— GIVEN PASSAGE —
# # # # #

And in Mead v. Acton, 139 Mass. 341, 344, the court said:

The right to tax is the right to raise money by assessing the citizens for the support of the government and the use of the State. The term "taxation" imports the raising of money for public use, and excludes the raising of it for private uses. Opinion of the Justices, 186 Mass. 604.

The question is in each case, therefore, whether or not the purpose for which money is to be appropriated and spent is a public purpose, or, in connection with the precise question under consideration, whether or not the establishment, maintenance or aid of a church, religious denomination or religious society or of any institution, school, society or undertaking which is under sectarian or ecclesiastical control may be a public purpose which would justify the appropriation and use of public money.

# # # # #

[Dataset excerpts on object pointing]
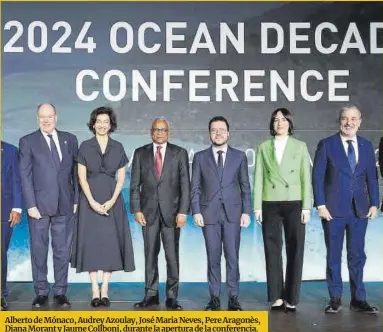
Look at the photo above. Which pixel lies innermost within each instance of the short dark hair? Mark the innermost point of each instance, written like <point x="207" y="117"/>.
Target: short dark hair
<point x="103" y="110"/>
<point x="289" y="117"/>
<point x="219" y="118"/>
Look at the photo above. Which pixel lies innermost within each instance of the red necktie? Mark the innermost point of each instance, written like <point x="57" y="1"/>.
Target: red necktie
<point x="158" y="161"/>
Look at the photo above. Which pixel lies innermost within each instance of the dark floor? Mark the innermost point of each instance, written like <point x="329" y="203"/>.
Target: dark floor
<point x="193" y="296"/>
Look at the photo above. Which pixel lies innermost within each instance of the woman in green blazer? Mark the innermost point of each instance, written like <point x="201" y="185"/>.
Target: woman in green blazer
<point x="282" y="198"/>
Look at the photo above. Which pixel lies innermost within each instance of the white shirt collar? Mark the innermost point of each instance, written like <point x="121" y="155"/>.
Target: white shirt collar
<point x="163" y="145"/>
<point x="54" y="133"/>
<point x="345" y="139"/>
<point x="220" y="148"/>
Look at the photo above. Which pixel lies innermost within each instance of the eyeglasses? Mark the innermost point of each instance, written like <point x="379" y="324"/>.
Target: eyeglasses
<point x="160" y="130"/>
<point x="218" y="131"/>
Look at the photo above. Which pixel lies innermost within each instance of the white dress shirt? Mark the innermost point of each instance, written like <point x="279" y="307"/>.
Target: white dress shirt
<point x="55" y="139"/>
<point x="215" y="153"/>
<point x="163" y="151"/>
<point x="354" y="144"/>
<point x="279" y="146"/>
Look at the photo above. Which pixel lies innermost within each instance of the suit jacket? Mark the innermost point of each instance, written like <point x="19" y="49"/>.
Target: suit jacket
<point x="43" y="185"/>
<point x="289" y="181"/>
<point x="334" y="183"/>
<point x="11" y="196"/>
<point x="209" y="192"/>
<point x="171" y="192"/>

# # # # #

— STATED EXERCISE —
Reproduce the passage on taxation for public purposes verbatim, beginning at the words "The right to tax" and stopping after "of public money.".

— REPLY —
The right to tax is the right to raise money by assessing the citizens for the support of the government and the use of the State. The term "taxation" imports the raising of money for public use, and excludes the raising of it for private uses. Opinion of the Justices, 186 Mass. 604.

The question is in each case, therefore, whether or not the purpose for which money is to be appropriated and spent is a public purpose, or, in connection with the precise question under consideration, whether or not the establishment, maintenance or aid of a church, religious denomination or religious society or of any institution, school, society or undertaking which is under sectarian or ecclesiastical control may be a public purpose which would justify the appropriation and use of public money.